━━━━━ DOCUMENT PASSAGE

Along with the peak of pine pollen, the spring homebuying season is here!
Mortgage rates have gone up, but they’re still lower than the historic norm. The fear of future higher mortgage rates and higher prices have increased buyer urgency. While higher mortgage rates are pricing out some buyers, Bank of America says it won’t be enough to stop the housing market from posting strong home price growth this year.
Bank of America predicts that U.S. home prices will finish 2022 up 10%. That’s nearly double the average annual home price growth (4.6%) posted since 1989. However, it would be a bit of a deceleration: Between December 2020 and December 2021, the Case-Shiller U.S. National Home Price Index—the leading measurement of U.S. home prices—jumped 18.8%.
Homebuyers at nearly every price point are likely to face a competitive battle, but it shouldn’t resemble anything like 2021. Every single forecast model reviewed by Fortune in November 2021 predicted that home price growth would decelerate significantly in 2022. But we’ve already seen that consensus break apart.
Are We In a Housing Bubble?
No. Housing supply inventory is slowly increasing, but not at a pace to accomodate the current demand. In other words, it’s there are few homes to choose from, a continued high demand, and historicly low mortgage rates. This combinatoin favor a market leveling out to “normalcy” and highly unlikely to crash.
Rising household incomes, favorable demographics, and “shifting preferences due to remote work” should also put upward pressure on price growth, writes Bank of America. That demand corelates to low production on the supply side of the market—which is still hovering around four-decade lows for housing inventory.
The median home price in Wake County as of April 2022 is $410,000.
While it may be tempting to blame the pandemic for the current inventory shortage, the pandemic can’t take all the credit. While it did cause some sellers hold off on listing their houses in 2020 and 2021, the truth is the low supply of homes was years in the making.
Where Did the Shortage Come From?
It’s not just today’s high buyer demand. Low supply goes hand-in-hand with the number of new homes built over the past decades. According to Sam Khater, VP and Chief Economist at Freddie Mac:
“The main driver of the housing shortfall has been the long-term decline in the construction of single-family homes.”
Data in a report from the National Association of Realtors (NAR) tells the same story. New home construction has been lagging behind the norm for some time. Historically, builders completed an average of 1.5 million new housing units per year. However, since the housing bubble in 2008, the level of new home construction has fallen off (see graph below):The same NAR report elaborates on the impact of this below-average pace of construction:
“. . . the underbuilding gap in the U.S. totaled more than 5.5 million housing units in the last 20 years.”

━━━━━━━━━━
━━━━━ SUPPLIED DATA

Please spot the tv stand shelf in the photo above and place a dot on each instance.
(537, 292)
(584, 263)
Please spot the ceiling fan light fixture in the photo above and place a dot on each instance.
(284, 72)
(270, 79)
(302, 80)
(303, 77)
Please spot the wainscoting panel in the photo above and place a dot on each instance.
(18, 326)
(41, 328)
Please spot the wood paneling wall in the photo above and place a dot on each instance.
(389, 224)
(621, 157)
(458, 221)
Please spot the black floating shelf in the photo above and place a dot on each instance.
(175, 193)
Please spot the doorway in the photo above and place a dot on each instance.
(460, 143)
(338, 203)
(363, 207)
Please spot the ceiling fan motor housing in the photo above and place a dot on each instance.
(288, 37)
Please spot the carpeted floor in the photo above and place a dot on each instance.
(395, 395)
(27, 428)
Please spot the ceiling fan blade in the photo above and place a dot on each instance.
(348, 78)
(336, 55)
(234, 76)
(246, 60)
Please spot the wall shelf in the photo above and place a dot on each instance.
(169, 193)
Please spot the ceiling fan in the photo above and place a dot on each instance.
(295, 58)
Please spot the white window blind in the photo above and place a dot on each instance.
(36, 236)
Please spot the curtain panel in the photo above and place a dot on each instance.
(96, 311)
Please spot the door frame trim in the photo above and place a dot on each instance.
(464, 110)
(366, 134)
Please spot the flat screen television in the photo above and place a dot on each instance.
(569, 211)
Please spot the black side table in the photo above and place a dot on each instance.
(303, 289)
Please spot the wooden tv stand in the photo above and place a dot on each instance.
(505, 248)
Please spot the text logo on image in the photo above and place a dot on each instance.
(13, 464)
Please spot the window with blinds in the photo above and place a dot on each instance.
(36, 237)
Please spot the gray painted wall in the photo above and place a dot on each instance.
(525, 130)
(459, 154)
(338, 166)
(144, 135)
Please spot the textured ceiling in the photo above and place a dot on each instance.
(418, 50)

━━━━━━━━━━
━━━━━ SUPPLIED DATA

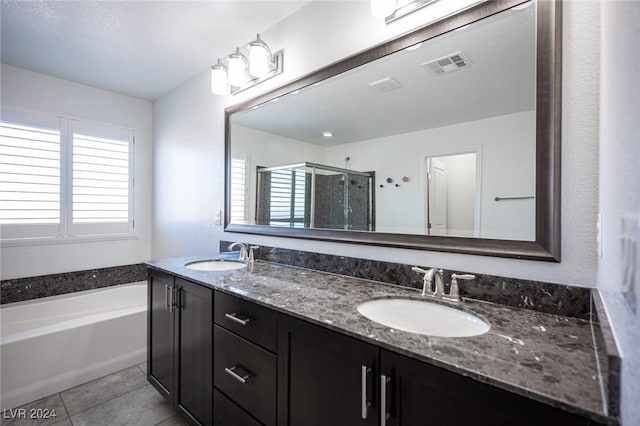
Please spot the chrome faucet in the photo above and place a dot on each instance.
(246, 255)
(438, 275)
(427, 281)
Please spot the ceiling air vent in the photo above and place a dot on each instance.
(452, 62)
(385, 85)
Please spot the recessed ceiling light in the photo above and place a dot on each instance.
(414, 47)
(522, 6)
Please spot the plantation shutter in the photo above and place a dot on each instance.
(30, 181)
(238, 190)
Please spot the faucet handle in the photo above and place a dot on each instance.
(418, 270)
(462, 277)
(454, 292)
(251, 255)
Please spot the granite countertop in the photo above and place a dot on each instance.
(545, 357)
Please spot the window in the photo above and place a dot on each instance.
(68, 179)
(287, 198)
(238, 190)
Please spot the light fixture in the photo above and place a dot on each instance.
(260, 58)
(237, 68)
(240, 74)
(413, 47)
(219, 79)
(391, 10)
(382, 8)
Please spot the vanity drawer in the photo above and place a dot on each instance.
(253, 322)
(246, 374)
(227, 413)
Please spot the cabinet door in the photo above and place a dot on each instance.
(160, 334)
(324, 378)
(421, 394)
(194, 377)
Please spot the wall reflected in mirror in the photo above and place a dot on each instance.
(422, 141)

━━━━━━━━━━

◆ EXERCISE TASKS
1. Reproduce the housing market article word for word between "Bank of America predicts" and "consensus break apart.", inclusive.
2. According to the housing market article, what was the median home price in Wake County as of April 2022?
Rely only on the housing market article, not on the material.

◆ PER-TASK OUTPUTS
1.
Bank of America predicts that U.S. home prices will finish 2022 up 10%. That’s nearly double the average annual home price growth (4.6%) posted since 1989. However, it would be a bit of a deceleration: Between December 2020 and December 2021, the Case-Shiller U.S. National Home Price Index—the leading measurement of U.S. home prices—jumped 18.8%.
Homebuyers at nearly every price point are likely to face a competitive battle, but it shouldn’t resemble anything like 2021. Every single forecast model reviewed by Fortune in November 2021 predicted that home price growth would decelerate significantly in 2022. But we’ve already seen that consensus break apart.

2. $410,000